Data extracted from a collection:
----

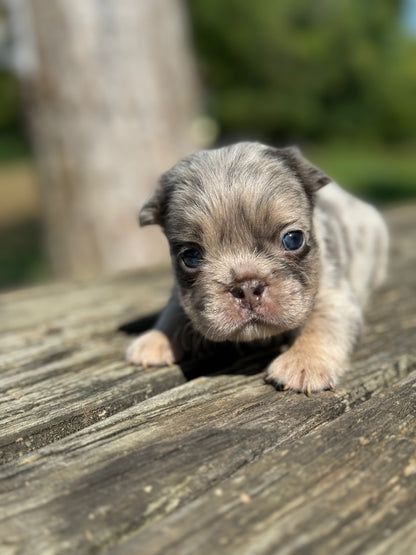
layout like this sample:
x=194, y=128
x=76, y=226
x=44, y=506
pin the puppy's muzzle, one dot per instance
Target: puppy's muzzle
x=249, y=293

----

* _Task goal_:
Each of the lines above should be transcribed exactly; no image is to be copied.

* _Response to this task_:
layout like this sample:
x=194, y=128
x=76, y=226
x=44, y=506
pin the puppy's muzzle, one dot per instance
Target: puppy's muzzle
x=249, y=293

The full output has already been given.